### EXERCISE
There is a line below that contains "Indicate every instance of the green". Please reproduce it and all following lines exactly, through the final one.

═══ STUDY MATERIAL

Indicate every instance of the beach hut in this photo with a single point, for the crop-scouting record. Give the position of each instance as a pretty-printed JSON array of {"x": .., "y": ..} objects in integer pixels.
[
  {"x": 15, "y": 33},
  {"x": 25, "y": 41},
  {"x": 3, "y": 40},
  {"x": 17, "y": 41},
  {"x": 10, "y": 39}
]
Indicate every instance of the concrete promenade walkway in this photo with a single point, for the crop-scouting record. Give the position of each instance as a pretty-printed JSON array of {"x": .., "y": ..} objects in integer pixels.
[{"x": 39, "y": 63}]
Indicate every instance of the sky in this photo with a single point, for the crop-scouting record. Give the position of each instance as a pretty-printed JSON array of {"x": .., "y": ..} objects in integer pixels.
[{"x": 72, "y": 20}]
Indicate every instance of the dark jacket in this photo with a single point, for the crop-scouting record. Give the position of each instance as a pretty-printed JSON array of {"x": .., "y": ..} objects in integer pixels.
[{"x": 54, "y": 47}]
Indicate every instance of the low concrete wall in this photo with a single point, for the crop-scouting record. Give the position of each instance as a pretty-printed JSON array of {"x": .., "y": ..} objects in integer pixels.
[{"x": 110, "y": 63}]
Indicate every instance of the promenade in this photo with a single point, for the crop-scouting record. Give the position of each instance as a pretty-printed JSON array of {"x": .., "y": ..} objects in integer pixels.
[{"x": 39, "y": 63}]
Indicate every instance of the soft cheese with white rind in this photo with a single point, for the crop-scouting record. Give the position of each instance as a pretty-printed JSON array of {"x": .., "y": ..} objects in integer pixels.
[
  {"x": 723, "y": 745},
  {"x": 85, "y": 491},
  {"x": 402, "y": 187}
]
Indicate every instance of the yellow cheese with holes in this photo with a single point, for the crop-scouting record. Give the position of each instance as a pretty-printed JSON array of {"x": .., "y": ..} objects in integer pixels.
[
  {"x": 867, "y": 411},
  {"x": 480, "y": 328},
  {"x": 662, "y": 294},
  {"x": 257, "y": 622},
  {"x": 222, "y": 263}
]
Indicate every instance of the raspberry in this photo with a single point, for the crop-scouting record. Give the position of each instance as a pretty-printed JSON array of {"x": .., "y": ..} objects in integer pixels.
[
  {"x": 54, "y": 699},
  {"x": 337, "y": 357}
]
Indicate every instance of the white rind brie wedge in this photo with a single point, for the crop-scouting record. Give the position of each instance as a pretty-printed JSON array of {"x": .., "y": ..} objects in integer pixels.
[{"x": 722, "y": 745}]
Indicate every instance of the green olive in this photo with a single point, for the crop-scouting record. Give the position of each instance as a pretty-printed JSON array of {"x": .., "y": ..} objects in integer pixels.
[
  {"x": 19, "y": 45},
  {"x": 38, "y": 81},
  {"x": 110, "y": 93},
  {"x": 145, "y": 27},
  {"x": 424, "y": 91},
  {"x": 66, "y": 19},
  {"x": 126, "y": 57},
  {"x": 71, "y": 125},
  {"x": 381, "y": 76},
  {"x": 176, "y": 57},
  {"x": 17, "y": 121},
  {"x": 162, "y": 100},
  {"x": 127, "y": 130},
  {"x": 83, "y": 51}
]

══════

### TASK OUTPUT
Indicate every instance of the green olive in this photo with a single point, for the crop-scouting record. Give the position of each instance as a pretty-printed JSON array of {"x": .., "y": ..} objects in integer pixels.
[
  {"x": 19, "y": 45},
  {"x": 38, "y": 81},
  {"x": 110, "y": 93},
  {"x": 145, "y": 27},
  {"x": 424, "y": 91},
  {"x": 66, "y": 19},
  {"x": 126, "y": 57},
  {"x": 71, "y": 125},
  {"x": 381, "y": 76},
  {"x": 176, "y": 57},
  {"x": 17, "y": 121},
  {"x": 162, "y": 100},
  {"x": 127, "y": 130},
  {"x": 83, "y": 51}
]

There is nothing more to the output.